▼▼▼

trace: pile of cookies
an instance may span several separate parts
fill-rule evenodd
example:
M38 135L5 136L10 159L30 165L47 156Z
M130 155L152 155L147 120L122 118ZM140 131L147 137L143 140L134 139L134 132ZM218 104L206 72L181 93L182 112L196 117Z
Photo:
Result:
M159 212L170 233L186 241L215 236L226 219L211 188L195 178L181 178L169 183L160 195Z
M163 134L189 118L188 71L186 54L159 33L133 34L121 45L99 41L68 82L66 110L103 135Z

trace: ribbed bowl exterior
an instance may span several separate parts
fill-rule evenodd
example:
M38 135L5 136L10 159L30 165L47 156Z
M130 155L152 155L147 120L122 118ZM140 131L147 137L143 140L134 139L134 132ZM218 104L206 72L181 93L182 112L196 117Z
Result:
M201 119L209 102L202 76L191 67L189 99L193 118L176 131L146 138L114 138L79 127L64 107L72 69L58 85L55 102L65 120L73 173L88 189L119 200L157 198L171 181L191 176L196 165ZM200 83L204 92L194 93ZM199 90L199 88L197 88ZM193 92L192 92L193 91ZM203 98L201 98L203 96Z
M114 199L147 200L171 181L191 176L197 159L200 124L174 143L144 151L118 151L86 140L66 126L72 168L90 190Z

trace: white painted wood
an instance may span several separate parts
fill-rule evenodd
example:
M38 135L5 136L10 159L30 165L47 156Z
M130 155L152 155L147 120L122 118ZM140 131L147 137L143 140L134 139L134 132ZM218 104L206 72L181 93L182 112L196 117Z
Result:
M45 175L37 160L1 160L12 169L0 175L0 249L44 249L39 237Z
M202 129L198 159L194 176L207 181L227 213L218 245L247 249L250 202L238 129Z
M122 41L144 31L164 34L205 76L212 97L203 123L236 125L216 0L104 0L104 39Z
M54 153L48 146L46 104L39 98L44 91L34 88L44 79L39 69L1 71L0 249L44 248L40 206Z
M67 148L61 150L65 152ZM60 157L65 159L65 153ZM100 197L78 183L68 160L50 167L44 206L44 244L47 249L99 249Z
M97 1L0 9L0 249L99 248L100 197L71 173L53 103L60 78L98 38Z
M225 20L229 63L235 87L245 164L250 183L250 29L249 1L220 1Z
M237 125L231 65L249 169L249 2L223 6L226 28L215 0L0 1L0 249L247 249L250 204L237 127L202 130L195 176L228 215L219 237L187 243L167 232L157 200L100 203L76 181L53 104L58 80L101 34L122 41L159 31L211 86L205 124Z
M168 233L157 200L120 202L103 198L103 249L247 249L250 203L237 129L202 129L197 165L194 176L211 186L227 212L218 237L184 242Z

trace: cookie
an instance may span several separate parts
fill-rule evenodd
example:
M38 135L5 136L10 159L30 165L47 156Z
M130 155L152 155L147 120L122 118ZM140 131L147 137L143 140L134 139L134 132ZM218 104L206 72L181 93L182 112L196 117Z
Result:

▲▲▲
▼▼▼

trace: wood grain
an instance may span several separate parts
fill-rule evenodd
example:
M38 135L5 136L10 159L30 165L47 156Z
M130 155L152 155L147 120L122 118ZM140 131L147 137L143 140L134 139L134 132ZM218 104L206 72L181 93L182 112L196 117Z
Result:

▲▲▲
▼▼▼

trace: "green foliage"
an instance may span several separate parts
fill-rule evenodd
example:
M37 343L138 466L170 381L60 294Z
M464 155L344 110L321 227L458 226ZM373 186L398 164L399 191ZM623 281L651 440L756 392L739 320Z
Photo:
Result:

▲▲▲

Your objective
Go over the listing above and return each line with "wood".

Task solution
trace: white painted wood
trace: wood grain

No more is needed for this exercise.